Alle Sprachen reihen Laute, Wörter und Sätze wie Perlen aneinander. Sie sind demnach nur in einer Dimension ausgedehnt, das heißt linear, obwohl sie als gesprochene Sprachen in unterschiedliche Lautstärken, Tonhöhen und Klangfarben artikuliert werden und damit in mehreren Kategorien variieren. Wenn komplexe Sachverhalte beschrieben werden sollen, müssen deren Strukturen aufgelöst und die den einzelnen Elementen entsprechenden sprachlichen Ausdrücke nach bestimmten Regeln in eine lineare Abfolge gebracht werden. Diesen Vorgang, der zu den hervorstechendsten Eigentümlichkeiten der menschlichen Sprache gehört, bezeichnet man als Codierung. Dabei werden alle sprachlichen Ausdrücke in drei Stufen aufgebaut: Aus Lauten werden Wörter gebildet, die ihrerseits Bausteine von Sätzen werden. Ein-Laut-Wörter wie japanisch o »Schwanz« oder Ein-Wort-Sätze wie das deutsche Schweig! sind demzufolge Ausnahmefälle, lateinisch î »geh« ist sogar ein Ein-Laut-Satz.

Datenauszug:
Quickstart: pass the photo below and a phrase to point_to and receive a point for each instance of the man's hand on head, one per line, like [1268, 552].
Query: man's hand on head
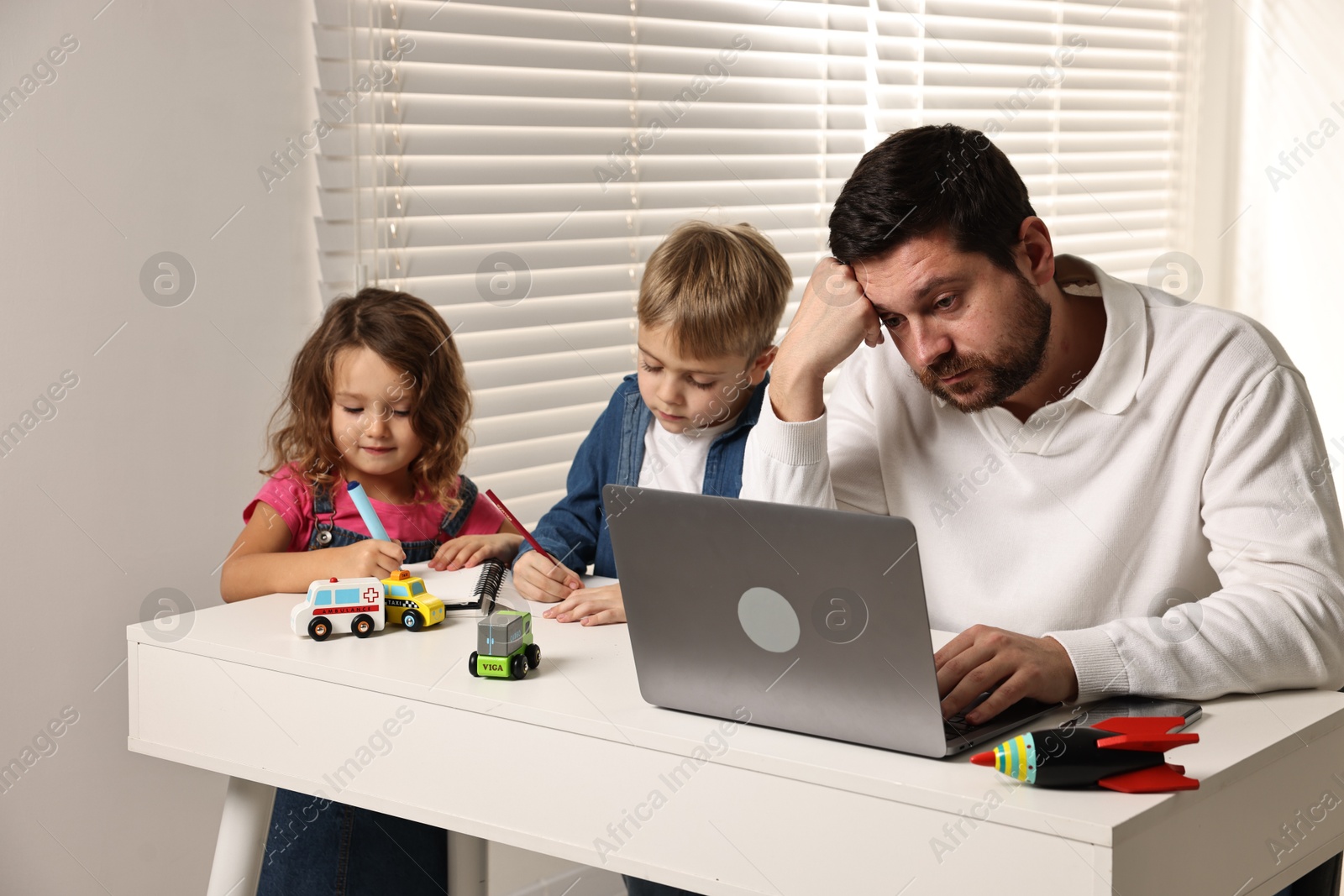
[832, 318]
[1012, 665]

Ihre Aufgaben:
a) Fassen Sie den Text über die Linearität der Sprache in zwei Sätzen zusammen.
b) Greifen Sie den Text über die Linearität der Sprache auf und führen Sie ihn im Anschluss an seinen letzten Satz weiter.

Antworten je Aufgabe:
a) Alle Sprachen reihen Laute, Wörter und Sätze linear aneinander; sollen komplexe Sachverhalte beschrieben werden, müssen deren Strukturen aufgelöst und die Ausdrücke nach Regeln in eine lineare Abfolge gebracht werden, was man als Codierung bezeichnet. Dabei werden sprachliche Ausdrücke in drei Stufen aufgebaut, von Lauten über Wörter zu Sätzen, sodass Ein-Laut-Wörter und Ein-Wort-Sätze Ausnahmefälle sind.

b)
 
 Die Beziehung zwischen Lauten und Wörtern ist arbiträr
 
Die Verbindung eines Gegenstandes, einer Vorstellung oder eines Begriffs, kurz der Bedeutung eines Wortes mit einer Lautfolge ist zumeist vollkommen willkürlich (arbiträr). Vom systematischen Standpunkt aus betrachtet gibt es beispielsweise keinen zwingenden Grund dafür, etwa das im Deutschen als Baum Bezeichnete gerade mit dieser Lautfolge auszudrücken und nicht wie im Französischen mit arbre oder wie im Englischen mit tree. Dazu kommt die Tatsache, dass verschiedene Sprachen die Begriffe anders fassen, zum Beispiel die Grenzen zwischen den Begriffen »Baum« und »Strauch« anders ziehen.
 
Die Erklärung des Begriffs Arbitrarität als Willkür oder Beliebigkeit darf nicht dazu verführen, jede Beziehung zwischen Ausdrücken und Inhalten zu leugnen. Tatsächlich können wir eine Sprache nur sprechen, da wir eine bestimmte Verbindung zwischen der Bedeutung eines Wortes mit dem entsprechenden Zeichen und dessen Relation zu einer Lautfolge herstellen können. Wörterbücher versuchen diese Beziehungen zu erfassen. Da sie keinen einfachen Regeln gehorchen, empfindet sie besonders der Lernende als irregulär oder eben arbiträr.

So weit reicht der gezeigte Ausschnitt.